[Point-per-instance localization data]
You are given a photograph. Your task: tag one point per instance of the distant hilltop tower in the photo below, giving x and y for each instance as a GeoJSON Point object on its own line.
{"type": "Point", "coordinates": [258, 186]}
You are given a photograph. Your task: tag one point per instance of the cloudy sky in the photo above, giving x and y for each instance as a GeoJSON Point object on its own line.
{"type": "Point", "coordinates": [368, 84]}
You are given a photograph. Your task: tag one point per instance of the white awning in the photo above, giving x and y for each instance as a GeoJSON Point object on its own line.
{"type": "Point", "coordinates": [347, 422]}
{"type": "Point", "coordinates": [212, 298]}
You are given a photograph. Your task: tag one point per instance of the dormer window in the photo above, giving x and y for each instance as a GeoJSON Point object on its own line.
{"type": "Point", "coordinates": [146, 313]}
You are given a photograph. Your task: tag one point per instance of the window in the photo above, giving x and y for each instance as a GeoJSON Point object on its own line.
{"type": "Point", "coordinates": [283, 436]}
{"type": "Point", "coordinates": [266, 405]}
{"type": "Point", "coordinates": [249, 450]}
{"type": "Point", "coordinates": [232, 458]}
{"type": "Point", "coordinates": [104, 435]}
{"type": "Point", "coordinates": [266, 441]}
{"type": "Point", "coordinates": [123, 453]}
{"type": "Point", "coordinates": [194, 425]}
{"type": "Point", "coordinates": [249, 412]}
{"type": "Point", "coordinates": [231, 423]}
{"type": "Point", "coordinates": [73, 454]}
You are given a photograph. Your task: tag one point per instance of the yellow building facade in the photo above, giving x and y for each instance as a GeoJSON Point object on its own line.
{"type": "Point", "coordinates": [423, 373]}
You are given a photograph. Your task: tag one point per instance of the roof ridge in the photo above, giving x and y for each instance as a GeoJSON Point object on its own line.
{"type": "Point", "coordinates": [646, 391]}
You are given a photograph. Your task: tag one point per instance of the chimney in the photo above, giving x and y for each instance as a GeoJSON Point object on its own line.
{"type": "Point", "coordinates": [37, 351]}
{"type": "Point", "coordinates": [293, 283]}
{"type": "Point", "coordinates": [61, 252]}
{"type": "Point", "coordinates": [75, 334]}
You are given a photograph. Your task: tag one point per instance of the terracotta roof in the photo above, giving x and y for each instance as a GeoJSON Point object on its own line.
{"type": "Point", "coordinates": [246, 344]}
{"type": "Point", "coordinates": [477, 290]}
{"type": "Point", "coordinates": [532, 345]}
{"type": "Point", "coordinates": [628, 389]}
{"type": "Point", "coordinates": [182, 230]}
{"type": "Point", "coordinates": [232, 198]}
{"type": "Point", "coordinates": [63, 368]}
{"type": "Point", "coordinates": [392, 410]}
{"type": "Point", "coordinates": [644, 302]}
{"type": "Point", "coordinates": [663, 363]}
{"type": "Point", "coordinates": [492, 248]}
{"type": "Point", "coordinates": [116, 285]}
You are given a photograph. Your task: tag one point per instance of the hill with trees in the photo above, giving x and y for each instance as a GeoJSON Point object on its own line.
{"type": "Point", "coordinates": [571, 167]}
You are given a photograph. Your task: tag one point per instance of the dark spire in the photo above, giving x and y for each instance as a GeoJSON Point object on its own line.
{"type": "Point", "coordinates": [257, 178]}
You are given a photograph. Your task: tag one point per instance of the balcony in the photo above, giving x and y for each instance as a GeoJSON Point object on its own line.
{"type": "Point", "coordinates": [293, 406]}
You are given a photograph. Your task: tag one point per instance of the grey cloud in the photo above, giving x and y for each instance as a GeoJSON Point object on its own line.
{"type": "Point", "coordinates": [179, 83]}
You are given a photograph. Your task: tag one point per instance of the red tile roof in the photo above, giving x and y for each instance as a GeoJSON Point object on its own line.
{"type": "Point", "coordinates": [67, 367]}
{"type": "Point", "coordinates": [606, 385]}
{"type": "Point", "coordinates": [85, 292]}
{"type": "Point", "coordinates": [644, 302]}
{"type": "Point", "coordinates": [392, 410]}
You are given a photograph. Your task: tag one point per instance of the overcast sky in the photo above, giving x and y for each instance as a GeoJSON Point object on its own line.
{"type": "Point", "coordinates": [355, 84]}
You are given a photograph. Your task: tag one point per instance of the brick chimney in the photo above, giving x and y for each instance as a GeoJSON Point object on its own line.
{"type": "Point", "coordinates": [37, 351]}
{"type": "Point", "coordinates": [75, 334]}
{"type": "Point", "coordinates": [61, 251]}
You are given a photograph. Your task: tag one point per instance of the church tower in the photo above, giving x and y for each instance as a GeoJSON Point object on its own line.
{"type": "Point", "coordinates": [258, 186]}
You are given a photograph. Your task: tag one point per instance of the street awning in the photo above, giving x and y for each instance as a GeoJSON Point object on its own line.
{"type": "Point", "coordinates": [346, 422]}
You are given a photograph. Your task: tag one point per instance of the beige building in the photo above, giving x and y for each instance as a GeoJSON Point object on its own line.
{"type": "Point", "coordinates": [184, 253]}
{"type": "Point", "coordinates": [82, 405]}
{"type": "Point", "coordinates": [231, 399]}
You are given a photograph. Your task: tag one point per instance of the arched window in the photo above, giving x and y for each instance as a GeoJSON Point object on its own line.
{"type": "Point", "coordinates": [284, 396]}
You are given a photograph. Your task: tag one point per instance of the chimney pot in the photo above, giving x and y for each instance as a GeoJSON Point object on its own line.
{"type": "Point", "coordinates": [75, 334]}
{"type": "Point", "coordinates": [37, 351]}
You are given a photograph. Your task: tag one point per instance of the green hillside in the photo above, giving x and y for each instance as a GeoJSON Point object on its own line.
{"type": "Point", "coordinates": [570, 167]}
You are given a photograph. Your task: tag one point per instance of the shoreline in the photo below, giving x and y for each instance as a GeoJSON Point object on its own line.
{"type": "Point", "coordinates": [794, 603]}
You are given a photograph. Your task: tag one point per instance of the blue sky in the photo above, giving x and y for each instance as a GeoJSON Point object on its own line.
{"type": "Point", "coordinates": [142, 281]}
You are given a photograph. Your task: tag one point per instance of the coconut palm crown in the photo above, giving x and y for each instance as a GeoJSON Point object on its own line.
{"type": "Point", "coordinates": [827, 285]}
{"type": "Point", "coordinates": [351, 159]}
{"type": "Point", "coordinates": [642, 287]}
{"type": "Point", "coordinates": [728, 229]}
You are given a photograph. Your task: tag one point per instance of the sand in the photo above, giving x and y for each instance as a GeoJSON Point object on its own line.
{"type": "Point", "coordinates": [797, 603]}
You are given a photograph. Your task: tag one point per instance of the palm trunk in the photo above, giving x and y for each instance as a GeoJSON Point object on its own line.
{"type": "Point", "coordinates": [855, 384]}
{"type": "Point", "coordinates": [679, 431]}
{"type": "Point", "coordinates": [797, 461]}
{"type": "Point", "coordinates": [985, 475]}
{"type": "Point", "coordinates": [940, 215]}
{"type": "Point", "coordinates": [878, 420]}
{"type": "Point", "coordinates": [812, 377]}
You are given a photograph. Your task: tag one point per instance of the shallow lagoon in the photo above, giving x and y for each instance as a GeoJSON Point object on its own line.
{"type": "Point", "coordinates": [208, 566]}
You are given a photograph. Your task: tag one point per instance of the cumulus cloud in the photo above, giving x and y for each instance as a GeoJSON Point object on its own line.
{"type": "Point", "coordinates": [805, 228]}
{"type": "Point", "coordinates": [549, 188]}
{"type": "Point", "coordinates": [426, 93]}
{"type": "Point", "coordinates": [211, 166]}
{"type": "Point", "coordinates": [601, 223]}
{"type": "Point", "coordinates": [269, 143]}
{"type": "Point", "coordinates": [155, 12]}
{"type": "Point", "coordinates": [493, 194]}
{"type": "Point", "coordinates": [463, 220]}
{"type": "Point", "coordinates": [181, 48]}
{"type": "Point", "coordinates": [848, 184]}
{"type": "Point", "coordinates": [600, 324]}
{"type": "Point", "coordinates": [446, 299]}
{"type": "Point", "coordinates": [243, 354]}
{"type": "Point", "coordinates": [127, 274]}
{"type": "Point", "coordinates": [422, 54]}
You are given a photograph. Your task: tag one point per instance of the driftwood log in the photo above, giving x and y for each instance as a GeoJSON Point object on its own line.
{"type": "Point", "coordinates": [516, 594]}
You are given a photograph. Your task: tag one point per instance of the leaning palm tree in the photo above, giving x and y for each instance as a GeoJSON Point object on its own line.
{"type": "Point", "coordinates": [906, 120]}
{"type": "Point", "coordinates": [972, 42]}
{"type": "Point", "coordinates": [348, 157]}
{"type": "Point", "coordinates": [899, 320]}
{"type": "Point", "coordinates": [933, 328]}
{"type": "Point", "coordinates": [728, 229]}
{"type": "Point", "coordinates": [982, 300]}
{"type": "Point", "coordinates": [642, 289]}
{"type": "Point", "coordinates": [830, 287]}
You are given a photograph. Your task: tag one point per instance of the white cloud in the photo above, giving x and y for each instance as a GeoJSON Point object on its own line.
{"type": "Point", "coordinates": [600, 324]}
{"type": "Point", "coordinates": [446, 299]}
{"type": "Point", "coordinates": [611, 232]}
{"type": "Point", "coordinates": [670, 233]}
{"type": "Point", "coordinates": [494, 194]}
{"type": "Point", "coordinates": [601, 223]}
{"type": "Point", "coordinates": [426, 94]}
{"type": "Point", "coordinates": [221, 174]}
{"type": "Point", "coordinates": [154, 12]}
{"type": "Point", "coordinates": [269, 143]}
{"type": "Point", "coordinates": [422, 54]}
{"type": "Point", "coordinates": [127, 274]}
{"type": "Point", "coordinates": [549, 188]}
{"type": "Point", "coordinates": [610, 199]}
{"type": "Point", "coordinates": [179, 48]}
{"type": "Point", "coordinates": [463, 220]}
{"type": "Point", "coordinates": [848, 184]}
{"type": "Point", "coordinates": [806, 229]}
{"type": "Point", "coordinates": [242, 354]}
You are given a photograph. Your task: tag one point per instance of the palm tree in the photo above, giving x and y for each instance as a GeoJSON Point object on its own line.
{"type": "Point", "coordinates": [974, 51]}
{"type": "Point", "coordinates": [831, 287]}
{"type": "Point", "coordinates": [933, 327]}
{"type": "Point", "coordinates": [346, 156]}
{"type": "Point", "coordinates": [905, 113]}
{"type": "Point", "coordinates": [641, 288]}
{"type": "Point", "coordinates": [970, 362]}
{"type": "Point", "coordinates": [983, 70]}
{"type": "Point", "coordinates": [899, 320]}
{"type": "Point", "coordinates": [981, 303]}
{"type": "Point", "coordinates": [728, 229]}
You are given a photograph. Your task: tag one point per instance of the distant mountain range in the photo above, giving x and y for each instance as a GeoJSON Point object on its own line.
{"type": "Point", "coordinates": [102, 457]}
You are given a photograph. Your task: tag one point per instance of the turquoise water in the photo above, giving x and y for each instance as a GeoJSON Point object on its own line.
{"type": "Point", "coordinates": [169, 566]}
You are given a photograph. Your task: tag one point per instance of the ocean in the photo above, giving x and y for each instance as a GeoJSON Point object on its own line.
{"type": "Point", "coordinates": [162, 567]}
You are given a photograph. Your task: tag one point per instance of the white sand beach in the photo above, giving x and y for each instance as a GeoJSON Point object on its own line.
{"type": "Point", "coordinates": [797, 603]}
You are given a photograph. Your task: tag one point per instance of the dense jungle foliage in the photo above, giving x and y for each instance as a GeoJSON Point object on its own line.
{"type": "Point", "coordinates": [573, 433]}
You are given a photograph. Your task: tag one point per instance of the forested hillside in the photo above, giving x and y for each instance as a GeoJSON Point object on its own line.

- [ACTIVITY]:
Reproduce the line containing "of the dense" and every line after it. Stop at the last line of the records, and add nothing.

- [OUTPUT OF THE TASK]:
You are given a photograph. Your task: tag one point per instance of the dense jungle foliage in the photo above, giving x and y for each instance as a GeoJSON Point object on its own line.
{"type": "Point", "coordinates": [573, 433]}
You are given a photograph. Your task: tag one point per instance of the forested hillside in the photo above, giving x and y for each instance as a GeoJSON Point object on its own line.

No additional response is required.